> **WORK ITEM**: The material is to be repeated exactly, from first line to last.

> **STUDY MATERIAL**:

────────────────────

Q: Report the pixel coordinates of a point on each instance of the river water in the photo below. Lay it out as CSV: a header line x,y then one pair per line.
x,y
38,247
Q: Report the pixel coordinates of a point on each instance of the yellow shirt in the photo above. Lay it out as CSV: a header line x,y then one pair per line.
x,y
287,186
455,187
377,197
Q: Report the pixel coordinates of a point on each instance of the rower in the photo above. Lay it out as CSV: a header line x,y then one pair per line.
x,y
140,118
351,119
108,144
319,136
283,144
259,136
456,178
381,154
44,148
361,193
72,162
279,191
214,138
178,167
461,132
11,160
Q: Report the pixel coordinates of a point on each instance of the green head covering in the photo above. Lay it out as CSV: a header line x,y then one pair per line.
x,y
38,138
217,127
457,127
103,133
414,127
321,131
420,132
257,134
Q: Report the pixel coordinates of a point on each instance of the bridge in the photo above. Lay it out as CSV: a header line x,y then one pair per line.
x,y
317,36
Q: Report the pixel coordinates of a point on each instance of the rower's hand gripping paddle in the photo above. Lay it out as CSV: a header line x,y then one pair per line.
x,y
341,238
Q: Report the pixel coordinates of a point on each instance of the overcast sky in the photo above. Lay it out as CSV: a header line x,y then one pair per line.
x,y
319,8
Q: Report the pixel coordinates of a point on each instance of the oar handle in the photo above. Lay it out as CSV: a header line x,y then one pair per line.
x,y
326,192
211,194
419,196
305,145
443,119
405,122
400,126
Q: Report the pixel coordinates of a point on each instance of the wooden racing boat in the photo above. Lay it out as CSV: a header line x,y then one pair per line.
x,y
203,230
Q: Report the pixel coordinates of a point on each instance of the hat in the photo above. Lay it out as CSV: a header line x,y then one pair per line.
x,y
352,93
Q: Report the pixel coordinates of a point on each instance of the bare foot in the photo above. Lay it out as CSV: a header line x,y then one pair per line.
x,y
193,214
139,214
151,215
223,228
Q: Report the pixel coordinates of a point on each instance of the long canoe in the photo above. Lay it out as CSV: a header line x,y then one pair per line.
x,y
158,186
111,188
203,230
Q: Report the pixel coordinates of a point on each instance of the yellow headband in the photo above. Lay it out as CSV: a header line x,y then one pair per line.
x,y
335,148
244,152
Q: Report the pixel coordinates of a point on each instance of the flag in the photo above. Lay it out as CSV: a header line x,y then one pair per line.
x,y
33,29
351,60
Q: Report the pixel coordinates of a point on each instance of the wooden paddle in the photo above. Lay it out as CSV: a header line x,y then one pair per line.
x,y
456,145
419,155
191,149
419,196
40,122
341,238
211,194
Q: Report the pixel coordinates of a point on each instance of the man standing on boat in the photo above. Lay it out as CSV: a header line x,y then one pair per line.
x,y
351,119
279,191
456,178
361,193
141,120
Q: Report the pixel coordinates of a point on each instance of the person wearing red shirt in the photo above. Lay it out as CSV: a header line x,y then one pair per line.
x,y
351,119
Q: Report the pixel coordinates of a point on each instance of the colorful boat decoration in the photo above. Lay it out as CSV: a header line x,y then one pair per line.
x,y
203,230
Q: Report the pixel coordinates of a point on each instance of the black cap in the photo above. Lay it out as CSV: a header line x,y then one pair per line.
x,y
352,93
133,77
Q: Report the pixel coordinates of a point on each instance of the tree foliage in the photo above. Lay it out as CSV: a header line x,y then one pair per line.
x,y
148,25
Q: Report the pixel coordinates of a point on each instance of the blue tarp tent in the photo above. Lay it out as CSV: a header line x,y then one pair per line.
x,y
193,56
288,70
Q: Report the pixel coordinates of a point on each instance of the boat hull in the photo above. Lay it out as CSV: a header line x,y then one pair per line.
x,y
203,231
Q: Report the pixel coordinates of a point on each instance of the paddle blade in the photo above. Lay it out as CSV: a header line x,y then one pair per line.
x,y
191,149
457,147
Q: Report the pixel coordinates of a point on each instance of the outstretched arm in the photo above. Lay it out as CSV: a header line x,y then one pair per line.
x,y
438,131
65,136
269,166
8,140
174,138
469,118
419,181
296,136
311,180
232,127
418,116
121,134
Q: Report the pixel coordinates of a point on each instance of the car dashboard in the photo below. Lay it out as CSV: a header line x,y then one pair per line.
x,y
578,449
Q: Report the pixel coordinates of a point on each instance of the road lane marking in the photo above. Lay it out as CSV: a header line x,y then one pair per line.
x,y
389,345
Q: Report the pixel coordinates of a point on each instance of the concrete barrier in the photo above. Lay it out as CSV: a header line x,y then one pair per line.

────────────────────

> **FINISHED TASK**:
Q: Report the pixel coordinates of a point on each instance of the river water in the photo below. Lay it out as CSV: a header line x,y then one pair per line.
x,y
38,247
Q: Report the pixel coordinates of a point on each instance of the yellow shirt in the photo above. Lay it out as CSV: a header line x,y then one pair per line.
x,y
287,186
455,187
377,197
Q: Report the pixel coordinates of a point on each instance of the rower in the photo above. Lay it out as CSV: a header line x,y then one pair per line.
x,y
140,118
351,119
108,144
319,136
283,144
259,136
456,178
381,154
44,148
361,193
72,162
279,191
214,138
178,167
461,132
11,160
Q: Report the pixel coordinates of a point on each instance of the green head covering in the photo above. Lay it out as CSV: a header line x,y then one pair per line.
x,y
38,138
217,127
457,127
103,133
414,127
321,131
420,132
257,134
Q: Report the pixel coordinates of a point on each instance of the bridge in the photo above. Lay it out as CSV: a header line x,y then one pair per line.
x,y
317,36
Q: Report the pixel coordinates of a point on each instance of the rower's hand gripping paddle in the photo above. Lay it out as CSV: a header line x,y then one pair per line.
x,y
341,238
Q: Report the pixel coordinates of a point on each instance of the overcast sky in the photo above. Lay it out as CSV: a header line x,y then one pair per line.
x,y
319,8
Q: Report the pixel coordinates of a point on each instance of the oar handle in the photo above. Lay it out as CSV: a header line x,y then one pair per line.
x,y
326,192
211,194
419,196
305,145
443,119
405,122
400,126
Q: Report the pixel coordinates of a point on each instance of the wooden racing boat in the photo above. Lay it out as CSV: a header line x,y then one pair per line.
x,y
203,230
Q: Report the pixel coordinates of a point on each instance of the hat in the photo above. Lay it out as CSV: a header line x,y then one pair per line.
x,y
352,93
Q: Report the pixel coordinates of a point on each instance of the bare foot in the photo above. Lay it out as CSV: a header line x,y then one pair per line.
x,y
193,214
139,214
151,215
223,228
Q: Report the pixel coordinates of a point on each instance of the long canoe in the photo above. Lay it out as CSV: a header line x,y then one pair per line.
x,y
158,186
111,188
203,230
Q: Report the pixel coordinates of a point on each instance of the yellow headband in the photo above. Lay it out as CSV: a header line x,y then one pair per line.
x,y
335,148
244,152
Q: Report the pixel coordinates of a point on each instance of the flag in the photo above. Lay it out as CSV: a header line x,y then one pair per line.
x,y
33,29
351,60
Q: Report the pixel coordinates of a point on each instance of the wooden paddle in the photo above. Lay it out as CSV: a header line x,y then one pair per line.
x,y
456,145
419,155
191,149
419,196
40,122
341,238
211,194
Q: Report the pixel coordinates of a point on each instance of the man standing on boat in the photo above. Lay it out as CSV: a header line x,y then one pair per line.
x,y
351,119
279,191
456,178
361,193
141,120
Q: Report the pixel coordinates of a point on each instance of the person wearing red shirt in the photo above. Lay it out as CSV: a header line x,y then one pair per line.
x,y
351,119
Q: Report the pixel coordinates of a point on each instance of the colorful boat decoration in the photo above. Lay it out as CSV: a header line x,y then one pair per line.
x,y
203,230
Q: Report the pixel coordinates of a point on each instance of the black cap in the photo above. Lay it out as CSV: a header line x,y then one pair per line.
x,y
352,93
133,77
Q: Report the pixel coordinates of a point on each instance of the tree foliage in the photo above. Lay it out as CSV: a header line x,y then one pair per line.
x,y
148,25
Q: Report the pixel coordinates of a point on each instance of the blue tarp tent in the photo above. Lay it out as CSV: a header line x,y then one pair per line.
x,y
193,56
288,70
Q: Report the pixel coordinates of a point on each instance of the boat hull in the photo above. Lay it out as CSV: a header line x,y then one pair per line.
x,y
203,231
Q: Report the pixel coordinates of a point on each instance of the paddle blade in the photo above. Lay it out as CSV: a header line x,y then one pair per line.
x,y
191,149
457,147
Q: Report the pixel coordinates of a point on each instance of the outstretched arm in the photo above. Lay it out as CSV: a header line x,y then one pair per line.
x,y
438,131
65,136
269,166
8,140
174,138
469,118
419,181
296,136
311,180
232,127
418,116
121,134
Q: Report the pixel coordinates of a point on each instance of the car dashboard in the photo below. Lay it out as CSV: a header line x,y then one pair per line.
x,y
578,449
Q: Report the pixel coordinates of a point on each instance of the road lane marking in the photo above. Lay it out as CSV: a header line x,y then one pair per line.
x,y
389,345
Q: Report the pixel coordinates of a point on each instance of the concrete barrier in the photo above. Lay it out as CSV: a header line x,y then one pair per line.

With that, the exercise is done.